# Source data
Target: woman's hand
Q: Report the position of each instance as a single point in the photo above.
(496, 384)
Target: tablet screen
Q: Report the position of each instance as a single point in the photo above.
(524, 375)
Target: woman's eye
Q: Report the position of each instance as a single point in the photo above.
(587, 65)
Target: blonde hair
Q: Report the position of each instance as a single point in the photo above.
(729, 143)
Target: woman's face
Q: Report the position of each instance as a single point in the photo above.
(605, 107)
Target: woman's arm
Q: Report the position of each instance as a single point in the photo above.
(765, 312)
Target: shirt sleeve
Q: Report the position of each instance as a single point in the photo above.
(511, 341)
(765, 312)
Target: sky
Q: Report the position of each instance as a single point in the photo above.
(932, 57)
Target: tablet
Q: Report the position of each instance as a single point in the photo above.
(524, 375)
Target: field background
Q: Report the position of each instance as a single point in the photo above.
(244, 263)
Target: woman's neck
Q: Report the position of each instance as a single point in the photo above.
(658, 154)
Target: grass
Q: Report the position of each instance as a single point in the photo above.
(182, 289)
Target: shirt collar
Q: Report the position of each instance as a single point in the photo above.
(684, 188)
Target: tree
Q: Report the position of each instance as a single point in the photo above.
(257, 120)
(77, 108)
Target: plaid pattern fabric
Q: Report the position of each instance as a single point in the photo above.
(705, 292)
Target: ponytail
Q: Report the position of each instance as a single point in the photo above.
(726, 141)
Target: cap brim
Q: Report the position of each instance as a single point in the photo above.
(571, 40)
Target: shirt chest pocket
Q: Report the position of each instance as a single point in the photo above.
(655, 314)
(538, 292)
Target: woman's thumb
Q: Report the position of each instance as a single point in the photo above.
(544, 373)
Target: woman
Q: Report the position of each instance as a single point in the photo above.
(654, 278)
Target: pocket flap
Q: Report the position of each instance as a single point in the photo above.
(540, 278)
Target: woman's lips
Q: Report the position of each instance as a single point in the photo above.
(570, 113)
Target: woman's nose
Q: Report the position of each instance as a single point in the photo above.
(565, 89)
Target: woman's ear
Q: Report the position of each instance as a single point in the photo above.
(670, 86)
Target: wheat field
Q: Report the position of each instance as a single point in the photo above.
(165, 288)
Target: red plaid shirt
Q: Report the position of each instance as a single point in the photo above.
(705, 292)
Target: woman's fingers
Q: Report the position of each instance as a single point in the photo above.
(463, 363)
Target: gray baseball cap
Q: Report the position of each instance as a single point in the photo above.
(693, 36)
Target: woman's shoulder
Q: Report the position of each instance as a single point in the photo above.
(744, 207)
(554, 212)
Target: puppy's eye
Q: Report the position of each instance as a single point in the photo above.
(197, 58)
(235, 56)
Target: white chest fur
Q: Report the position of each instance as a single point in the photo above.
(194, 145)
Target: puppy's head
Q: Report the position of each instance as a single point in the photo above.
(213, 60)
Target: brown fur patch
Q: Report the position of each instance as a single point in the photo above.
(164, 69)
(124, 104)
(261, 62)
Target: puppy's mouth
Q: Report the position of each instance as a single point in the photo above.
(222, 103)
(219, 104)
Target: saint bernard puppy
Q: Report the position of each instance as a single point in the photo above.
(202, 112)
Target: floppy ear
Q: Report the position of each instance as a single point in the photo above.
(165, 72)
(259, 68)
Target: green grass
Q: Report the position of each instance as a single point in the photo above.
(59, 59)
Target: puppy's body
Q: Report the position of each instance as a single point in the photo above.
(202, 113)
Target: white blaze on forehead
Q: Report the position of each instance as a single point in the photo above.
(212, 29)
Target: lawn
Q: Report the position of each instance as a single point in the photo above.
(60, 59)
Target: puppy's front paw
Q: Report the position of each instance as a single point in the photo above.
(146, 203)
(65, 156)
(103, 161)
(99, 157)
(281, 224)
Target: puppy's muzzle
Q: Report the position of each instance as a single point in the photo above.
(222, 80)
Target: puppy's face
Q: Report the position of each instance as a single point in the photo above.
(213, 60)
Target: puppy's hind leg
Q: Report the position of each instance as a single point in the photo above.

# THE TASK
Using the entries above, return exactly the lines from the line with "Target: woman's fingers" to the line with "Target: saint bernard puppy", counting both of those lines.

# TASK RESULT
Target: woman's fingers
Q: Report the position of each instance as a single point in the photo above.
(463, 363)
Target: gray baseball cap
Q: Report the position of each instance as a single point in the photo above.
(693, 36)
Target: woman's shoulder
Q: Report the position of each instance as a single point in the photo above.
(744, 207)
(554, 212)
Target: puppy's eye
Q: Report the position of each instance as a single point in the photo above.
(197, 58)
(235, 56)
Target: white chest fur
Q: Report the position of each instance as a single point in the photo above.
(194, 145)
Target: puppy's head
Q: Report the position of each instance as a single point in the photo above.
(213, 60)
Target: brown fur patch
Q: Report the position of each instance as a single point in the photo above.
(164, 69)
(124, 104)
(261, 62)
Target: puppy's mouth
Q: Report the position of each instance as a single point in the photo above.
(222, 103)
(219, 104)
Target: saint bernard puppy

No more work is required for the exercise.